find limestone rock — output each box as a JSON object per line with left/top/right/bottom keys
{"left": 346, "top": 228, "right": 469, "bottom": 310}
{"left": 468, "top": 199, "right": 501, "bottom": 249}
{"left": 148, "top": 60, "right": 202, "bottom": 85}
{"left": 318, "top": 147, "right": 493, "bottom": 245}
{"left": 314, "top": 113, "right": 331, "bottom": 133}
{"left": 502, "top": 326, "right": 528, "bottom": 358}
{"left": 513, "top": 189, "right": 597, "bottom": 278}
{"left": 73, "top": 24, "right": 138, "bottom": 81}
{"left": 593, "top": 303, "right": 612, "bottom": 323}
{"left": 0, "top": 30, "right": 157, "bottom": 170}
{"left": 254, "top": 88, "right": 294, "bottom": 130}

**PROBLEM DETAILS**. For this exercise, output all the data exactly as shown above.

**EXERCISE RESPONSE**.
find limestone rock — output each box as a JSON object per line with left/top/right/bottom keys
{"left": 346, "top": 228, "right": 469, "bottom": 310}
{"left": 468, "top": 199, "right": 501, "bottom": 249}
{"left": 148, "top": 60, "right": 202, "bottom": 85}
{"left": 318, "top": 147, "right": 493, "bottom": 245}
{"left": 314, "top": 113, "right": 331, "bottom": 133}
{"left": 502, "top": 326, "right": 528, "bottom": 358}
{"left": 513, "top": 189, "right": 597, "bottom": 278}
{"left": 73, "top": 24, "right": 138, "bottom": 81}
{"left": 593, "top": 303, "right": 612, "bottom": 323}
{"left": 0, "top": 30, "right": 157, "bottom": 170}
{"left": 254, "top": 88, "right": 294, "bottom": 130}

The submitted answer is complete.